[Collection entries]
□ □ □

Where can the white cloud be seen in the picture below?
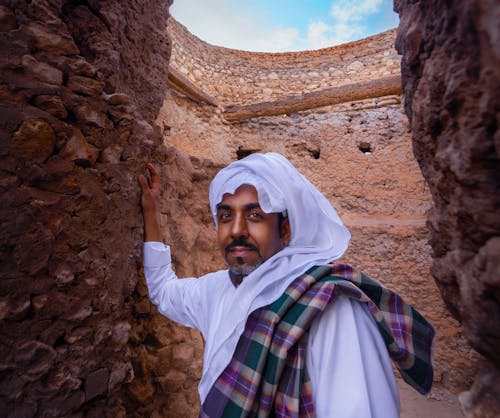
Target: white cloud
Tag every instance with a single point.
(238, 25)
(347, 17)
(216, 23)
(352, 11)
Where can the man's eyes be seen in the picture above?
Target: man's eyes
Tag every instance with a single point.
(252, 215)
(223, 216)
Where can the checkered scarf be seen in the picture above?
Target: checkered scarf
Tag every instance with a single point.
(267, 374)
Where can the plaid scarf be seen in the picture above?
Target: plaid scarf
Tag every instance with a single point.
(267, 374)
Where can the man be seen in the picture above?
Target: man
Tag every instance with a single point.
(324, 355)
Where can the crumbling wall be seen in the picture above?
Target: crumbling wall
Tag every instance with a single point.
(359, 155)
(239, 77)
(451, 79)
(82, 82)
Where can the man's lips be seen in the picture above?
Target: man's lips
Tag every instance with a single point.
(239, 250)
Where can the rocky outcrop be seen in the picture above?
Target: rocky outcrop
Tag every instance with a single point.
(82, 82)
(451, 82)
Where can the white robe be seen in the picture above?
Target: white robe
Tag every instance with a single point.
(348, 363)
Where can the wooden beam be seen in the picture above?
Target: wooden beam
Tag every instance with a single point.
(326, 97)
(184, 86)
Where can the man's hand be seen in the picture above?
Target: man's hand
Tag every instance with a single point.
(150, 202)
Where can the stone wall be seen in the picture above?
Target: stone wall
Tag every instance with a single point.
(239, 77)
(359, 155)
(83, 83)
(76, 108)
(451, 79)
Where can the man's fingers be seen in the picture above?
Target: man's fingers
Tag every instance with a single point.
(144, 183)
(155, 176)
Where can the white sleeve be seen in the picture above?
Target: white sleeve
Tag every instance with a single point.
(349, 366)
(177, 299)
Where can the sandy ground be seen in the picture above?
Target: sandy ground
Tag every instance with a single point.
(439, 404)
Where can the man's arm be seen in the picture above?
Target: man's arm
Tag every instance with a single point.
(150, 199)
(178, 300)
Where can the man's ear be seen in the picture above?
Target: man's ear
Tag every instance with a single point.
(285, 231)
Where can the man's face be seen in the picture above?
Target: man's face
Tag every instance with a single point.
(248, 236)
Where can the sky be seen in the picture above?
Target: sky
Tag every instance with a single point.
(283, 25)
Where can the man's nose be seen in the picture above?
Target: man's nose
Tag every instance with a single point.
(239, 227)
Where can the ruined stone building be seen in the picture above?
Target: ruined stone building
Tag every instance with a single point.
(90, 91)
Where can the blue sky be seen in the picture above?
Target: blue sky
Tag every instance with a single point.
(284, 25)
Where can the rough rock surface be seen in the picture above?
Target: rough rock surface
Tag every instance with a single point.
(77, 106)
(451, 81)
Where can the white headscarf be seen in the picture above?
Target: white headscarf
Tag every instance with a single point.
(318, 236)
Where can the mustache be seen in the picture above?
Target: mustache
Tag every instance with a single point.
(240, 243)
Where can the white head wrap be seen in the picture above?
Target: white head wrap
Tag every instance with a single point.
(318, 236)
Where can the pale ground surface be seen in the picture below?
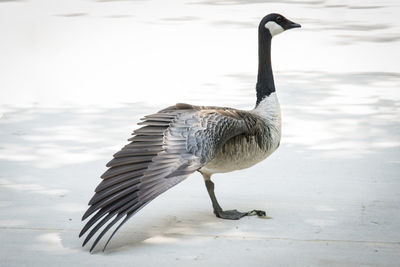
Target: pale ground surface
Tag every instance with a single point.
(70, 96)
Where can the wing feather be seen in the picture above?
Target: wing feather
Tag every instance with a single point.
(170, 145)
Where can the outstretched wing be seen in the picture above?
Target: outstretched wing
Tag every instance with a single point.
(171, 145)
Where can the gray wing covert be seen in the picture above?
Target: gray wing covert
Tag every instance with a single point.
(171, 145)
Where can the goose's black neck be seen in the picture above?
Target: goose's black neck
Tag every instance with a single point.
(265, 79)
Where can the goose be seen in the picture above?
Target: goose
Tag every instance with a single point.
(181, 139)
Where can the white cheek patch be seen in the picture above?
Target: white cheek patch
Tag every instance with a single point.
(274, 28)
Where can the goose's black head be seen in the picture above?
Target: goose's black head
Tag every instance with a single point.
(274, 24)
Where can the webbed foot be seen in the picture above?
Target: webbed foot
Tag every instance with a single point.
(236, 215)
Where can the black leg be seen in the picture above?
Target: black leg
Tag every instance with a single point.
(227, 214)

□ □ □

What you will do - Above are records; repeat only the lines starting at the line with "Target: man's face" and ending at the line with "Target: ruined stone building", exactly as they appear, both included.

Exercise result -
Target: man's face
Tag every instance with a single point.
(248, 236)
Where can the sky be seen in the picture above?
Target: sky
Tag every instance with a single point.
(283, 25)
Where can the man's nose be seen in the picture above?
Target: man's nose
Tag every instance with a single point.
(239, 227)
Where can the ruined stone building be seen in the picture above?
Target: ruined stone building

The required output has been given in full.